| WHAT TO PRODUCE |
Please return the entries, omitting and altering nothing.

| RECORD EXCERPTS |
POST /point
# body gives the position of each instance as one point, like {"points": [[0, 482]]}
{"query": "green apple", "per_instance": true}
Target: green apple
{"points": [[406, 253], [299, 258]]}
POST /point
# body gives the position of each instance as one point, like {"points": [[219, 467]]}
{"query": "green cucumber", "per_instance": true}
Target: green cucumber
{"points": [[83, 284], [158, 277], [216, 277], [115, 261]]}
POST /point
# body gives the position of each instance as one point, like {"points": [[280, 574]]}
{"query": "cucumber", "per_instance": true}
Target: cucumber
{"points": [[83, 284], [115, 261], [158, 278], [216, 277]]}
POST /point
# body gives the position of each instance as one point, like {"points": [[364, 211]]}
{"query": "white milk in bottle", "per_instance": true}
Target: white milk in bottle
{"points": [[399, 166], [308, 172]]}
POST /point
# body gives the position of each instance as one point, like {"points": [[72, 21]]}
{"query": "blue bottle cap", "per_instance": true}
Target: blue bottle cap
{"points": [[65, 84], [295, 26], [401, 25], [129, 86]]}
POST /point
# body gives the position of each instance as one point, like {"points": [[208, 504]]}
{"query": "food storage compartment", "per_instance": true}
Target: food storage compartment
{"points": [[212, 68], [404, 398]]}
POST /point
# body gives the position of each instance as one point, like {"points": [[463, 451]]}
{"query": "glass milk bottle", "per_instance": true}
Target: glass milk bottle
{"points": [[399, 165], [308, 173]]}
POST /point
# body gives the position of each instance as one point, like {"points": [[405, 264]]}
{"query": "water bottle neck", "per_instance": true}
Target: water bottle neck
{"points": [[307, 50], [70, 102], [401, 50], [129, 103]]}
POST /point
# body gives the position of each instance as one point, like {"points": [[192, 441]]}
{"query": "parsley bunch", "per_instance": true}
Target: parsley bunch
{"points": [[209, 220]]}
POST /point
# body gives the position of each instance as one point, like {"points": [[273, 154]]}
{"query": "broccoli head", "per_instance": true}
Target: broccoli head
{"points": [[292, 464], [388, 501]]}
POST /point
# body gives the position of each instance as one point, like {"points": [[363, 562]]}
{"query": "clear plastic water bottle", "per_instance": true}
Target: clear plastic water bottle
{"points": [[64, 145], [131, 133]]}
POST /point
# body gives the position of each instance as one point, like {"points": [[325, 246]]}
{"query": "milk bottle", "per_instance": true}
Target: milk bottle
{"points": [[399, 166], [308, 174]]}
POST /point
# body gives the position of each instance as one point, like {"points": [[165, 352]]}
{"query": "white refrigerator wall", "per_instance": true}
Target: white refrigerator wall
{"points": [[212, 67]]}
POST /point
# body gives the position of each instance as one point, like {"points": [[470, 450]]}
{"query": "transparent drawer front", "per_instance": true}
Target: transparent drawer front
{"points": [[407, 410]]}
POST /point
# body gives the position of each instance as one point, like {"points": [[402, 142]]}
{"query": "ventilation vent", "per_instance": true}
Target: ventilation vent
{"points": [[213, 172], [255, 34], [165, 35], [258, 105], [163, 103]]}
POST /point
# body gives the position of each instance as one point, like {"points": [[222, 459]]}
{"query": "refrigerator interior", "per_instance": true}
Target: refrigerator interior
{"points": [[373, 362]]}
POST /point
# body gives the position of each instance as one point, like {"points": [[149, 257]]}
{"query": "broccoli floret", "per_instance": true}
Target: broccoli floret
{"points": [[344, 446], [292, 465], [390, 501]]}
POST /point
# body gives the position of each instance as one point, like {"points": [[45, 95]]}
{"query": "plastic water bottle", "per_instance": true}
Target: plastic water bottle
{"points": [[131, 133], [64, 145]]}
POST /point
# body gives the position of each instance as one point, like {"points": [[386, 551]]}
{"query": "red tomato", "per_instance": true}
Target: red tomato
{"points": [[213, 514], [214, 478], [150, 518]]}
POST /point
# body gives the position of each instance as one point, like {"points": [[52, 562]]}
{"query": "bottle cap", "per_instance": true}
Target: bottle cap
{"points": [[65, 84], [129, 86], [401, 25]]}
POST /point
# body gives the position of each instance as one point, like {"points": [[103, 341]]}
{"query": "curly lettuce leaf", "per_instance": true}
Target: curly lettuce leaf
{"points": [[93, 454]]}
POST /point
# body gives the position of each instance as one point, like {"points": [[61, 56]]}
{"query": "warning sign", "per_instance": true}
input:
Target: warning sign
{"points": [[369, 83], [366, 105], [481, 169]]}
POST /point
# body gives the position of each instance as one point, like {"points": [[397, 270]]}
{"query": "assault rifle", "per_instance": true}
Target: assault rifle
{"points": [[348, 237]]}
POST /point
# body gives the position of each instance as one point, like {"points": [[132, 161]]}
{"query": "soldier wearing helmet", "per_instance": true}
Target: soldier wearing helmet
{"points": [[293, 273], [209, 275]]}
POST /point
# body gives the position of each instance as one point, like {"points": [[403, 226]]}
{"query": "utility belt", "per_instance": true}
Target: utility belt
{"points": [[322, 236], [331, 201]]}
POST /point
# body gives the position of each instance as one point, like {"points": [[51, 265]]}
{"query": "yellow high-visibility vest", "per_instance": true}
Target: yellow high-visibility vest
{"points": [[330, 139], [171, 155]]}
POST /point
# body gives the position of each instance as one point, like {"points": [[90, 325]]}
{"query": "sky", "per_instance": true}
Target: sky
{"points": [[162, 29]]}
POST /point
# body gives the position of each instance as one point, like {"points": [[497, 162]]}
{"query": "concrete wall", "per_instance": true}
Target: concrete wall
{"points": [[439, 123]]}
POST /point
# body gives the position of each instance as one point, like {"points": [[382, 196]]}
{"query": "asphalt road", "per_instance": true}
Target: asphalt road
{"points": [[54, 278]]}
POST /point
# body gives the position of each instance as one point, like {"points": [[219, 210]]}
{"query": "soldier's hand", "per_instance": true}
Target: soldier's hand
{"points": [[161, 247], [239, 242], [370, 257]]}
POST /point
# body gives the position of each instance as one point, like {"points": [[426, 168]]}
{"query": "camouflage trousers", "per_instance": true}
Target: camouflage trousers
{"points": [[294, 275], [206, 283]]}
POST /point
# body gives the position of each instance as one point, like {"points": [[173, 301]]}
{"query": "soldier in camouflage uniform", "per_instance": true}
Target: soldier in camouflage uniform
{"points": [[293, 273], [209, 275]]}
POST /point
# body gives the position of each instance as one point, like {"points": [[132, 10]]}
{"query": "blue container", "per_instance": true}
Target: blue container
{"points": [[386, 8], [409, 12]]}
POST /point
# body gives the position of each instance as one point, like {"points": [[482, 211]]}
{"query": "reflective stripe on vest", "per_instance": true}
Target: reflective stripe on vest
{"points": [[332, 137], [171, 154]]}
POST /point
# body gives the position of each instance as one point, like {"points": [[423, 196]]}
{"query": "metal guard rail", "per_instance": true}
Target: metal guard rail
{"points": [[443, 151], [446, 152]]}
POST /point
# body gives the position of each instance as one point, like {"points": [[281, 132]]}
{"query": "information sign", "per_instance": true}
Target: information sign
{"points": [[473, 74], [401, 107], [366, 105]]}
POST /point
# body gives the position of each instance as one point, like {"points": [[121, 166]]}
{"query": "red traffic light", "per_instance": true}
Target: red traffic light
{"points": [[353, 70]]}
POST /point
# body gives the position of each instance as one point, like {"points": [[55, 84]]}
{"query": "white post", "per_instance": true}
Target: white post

| TASK OUTPUT |
POST /point
# body gives the position of each instance as one point, like {"points": [[0, 482]]}
{"query": "green apple", "per_instance": true}
Target: green apple
{"points": [[406, 253], [299, 258]]}
POST /point
# body gives the position of each instance as one point, like {"points": [[219, 467]]}
{"query": "green cucumber", "per_instance": true}
Target: green cucumber
{"points": [[83, 284], [158, 277], [216, 277], [115, 261]]}
POST /point
# body gives the position of each instance as one point, like {"points": [[280, 574]]}
{"query": "cucumber", "per_instance": true}
Target: cucumber
{"points": [[83, 284], [115, 261], [158, 278], [216, 277]]}
POST /point
# body gives the position of each instance as one point, like {"points": [[364, 211]]}
{"query": "white milk in bottle", "per_instance": true}
Target: white milk in bottle
{"points": [[399, 166], [308, 172]]}
POST /point
# body gives the position of each instance as one point, like {"points": [[72, 21]]}
{"query": "blue bottle cap", "per_instance": true}
Target: blue bottle cap
{"points": [[65, 84], [295, 26], [401, 25], [129, 86]]}
POST /point
# body gives the position of each instance as one point, like {"points": [[208, 504]]}
{"query": "food storage compartment", "per_instance": true}
Target: food storage compartment
{"points": [[212, 68], [404, 398]]}
POST /point
# body gives the position of each instance as one point, like {"points": [[463, 451]]}
{"query": "glass milk bottle", "per_instance": true}
Target: glass milk bottle
{"points": [[399, 165], [308, 173]]}
POST /point
# body gives the position of each instance as one point, like {"points": [[405, 264]]}
{"query": "water bottle neck", "per_instance": true}
Target: water bottle neck
{"points": [[307, 50], [70, 102], [401, 50], [129, 103]]}
POST /point
# body gives the position of each instance as one point, like {"points": [[192, 441]]}
{"query": "parsley bunch", "per_instance": true}
Target: parsley bunch
{"points": [[209, 220]]}
POST /point
# body gives the position of each instance as one point, like {"points": [[273, 154]]}
{"query": "broccoli head", "per_instance": true}
Target: broccoli head
{"points": [[292, 464], [388, 501]]}
POST /point
# body gives the position of each instance as one point, like {"points": [[363, 562]]}
{"query": "clear plastic water bottle", "per_instance": true}
Target: clear plastic water bottle
{"points": [[64, 145], [131, 133]]}
POST /point
# body gives the position of each instance as one point, like {"points": [[325, 246]]}
{"query": "milk bottle", "per_instance": true}
Target: milk bottle
{"points": [[399, 166], [308, 174]]}
POST /point
# body gives the position of each instance as one point, like {"points": [[165, 352]]}
{"query": "white refrigerator wall", "per_instance": true}
Target: white refrigerator wall
{"points": [[212, 67]]}
POST /point
# body gives the position of each instance as one point, like {"points": [[470, 450]]}
{"query": "transparent drawer front", "per_instance": true}
Target: transparent drawer front
{"points": [[407, 410]]}
POST /point
# body gives the position of each instance as one point, like {"points": [[402, 142]]}
{"query": "ventilation vent", "per_instance": true}
Target: ventilation vent
{"points": [[213, 172], [255, 34], [165, 35], [258, 105], [163, 103]]}
POST /point
# body gives the position of each instance as one point, like {"points": [[222, 459]]}
{"query": "refrigerator interior", "per_instance": true}
Target: refrigerator interior
{"points": [[373, 362]]}
POST /point
# body gives the position of each instance as one point, like {"points": [[149, 257]]}
{"query": "broccoli floret", "per_instance": true}
Target: broccoli floret
{"points": [[344, 446], [292, 465], [390, 501]]}
POST /point
# body gives the position of each instance as one point, like {"points": [[45, 95]]}
{"query": "plastic water bottle", "per_instance": true}
Target: plastic water bottle
{"points": [[131, 133], [64, 145]]}
POST /point
# body gives the position of each instance as one point, like {"points": [[386, 551]]}
{"query": "red tomato", "per_instance": true}
Target: red tomato
{"points": [[213, 514], [214, 478], [150, 518]]}
POST /point
# body gives the position of each instance as one point, like {"points": [[52, 562]]}
{"query": "bottle cap", "per_instance": true}
Target: bottle cap
{"points": [[65, 84], [129, 86], [401, 25]]}
POST /point
# body gives the position of each instance as one point, like {"points": [[103, 341]]}
{"query": "curly lettuce leaf", "per_instance": true}
Target: curly lettuce leaf
{"points": [[93, 454]]}
POST /point
# body gives the position of each instance as one point, like {"points": [[61, 56]]}
{"query": "warning sign", "per_instance": true}
input:
Target: warning sign
{"points": [[369, 83], [366, 105], [481, 169]]}
POST /point
# body gives the position of each instance as one point, like {"points": [[397, 270]]}
{"query": "assault rifle", "per_instance": true}
Target: assault rifle
{"points": [[348, 237]]}
POST /point
# body gives the position of each instance as one point, like {"points": [[132, 161]]}
{"query": "soldier wearing helmet", "per_instance": true}
Target: soldier wearing helmet
{"points": [[293, 273], [209, 275]]}
POST /point
# body gives the position of each instance as one point, like {"points": [[403, 226]]}
{"query": "utility belt", "per_instance": true}
Target: utility belt
{"points": [[322, 236], [331, 201]]}
POST /point
# body gives the position of each instance as one point, like {"points": [[51, 265]]}
{"query": "yellow high-visibility vest", "per_instance": true}
Target: yellow high-visibility vest
{"points": [[330, 139], [171, 155]]}
POST /point
# body gives the position of each instance as one point, like {"points": [[90, 325]]}
{"query": "sky", "per_instance": true}
Target: sky
{"points": [[162, 29]]}
POST /point
# body gives the position of each instance as one point, like {"points": [[497, 162]]}
{"query": "concrete wall", "per_instance": true}
Target: concrete wall
{"points": [[439, 123]]}
POST /point
# body gives the position of each instance as one point, like {"points": [[382, 196]]}
{"query": "asphalt road", "per_instance": true}
Target: asphalt road
{"points": [[54, 278]]}
POST /point
# body gives the position of each instance as one point, like {"points": [[219, 210]]}
{"query": "soldier's hand", "per_instance": true}
Target: soldier's hand
{"points": [[161, 247], [239, 242], [370, 257]]}
POST /point
# body gives the position of each instance as one point, like {"points": [[426, 168]]}
{"query": "camouflage trousers", "per_instance": true}
Target: camouflage trousers
{"points": [[294, 275], [206, 283]]}
POST /point
# body gives the position of each instance as one point, like {"points": [[173, 301]]}
{"query": "soldier in camouflage uniform", "per_instance": true}
Target: soldier in camouflage uniform
{"points": [[293, 273], [209, 275]]}
POST /point
# body gives the position of each instance as one point, like {"points": [[132, 10]]}
{"query": "blue container", "per_instance": true}
Target: blue container
{"points": [[386, 8], [409, 12]]}
POST /point
# body gives the position of each instance as one point, like {"points": [[482, 211]]}
{"query": "reflective stripe on vest", "per_instance": true}
Target: reflective stripe on vest
{"points": [[332, 137], [171, 154]]}
POST /point
# body gives the position of each instance as one point, like {"points": [[423, 196]]}
{"query": "metal guard rail", "per_instance": true}
Target: metal guard rail
{"points": [[443, 151], [446, 152]]}
POST /point
# body gives the position of each instance as one point, like {"points": [[281, 132]]}
{"query": "information sign", "per_instance": true}
Target: information sign
{"points": [[473, 74], [401, 107], [366, 105]]}
POST /point
# body gives the position of each instance as one point, like {"points": [[121, 166]]}
{"query": "red traffic light", "per_instance": true}
Target: red traffic light
{"points": [[353, 70]]}
POST /point
# body gives the position of each instance as one point, like {"points": [[55, 84]]}
{"query": "white post", "per_instance": true}
Target: white post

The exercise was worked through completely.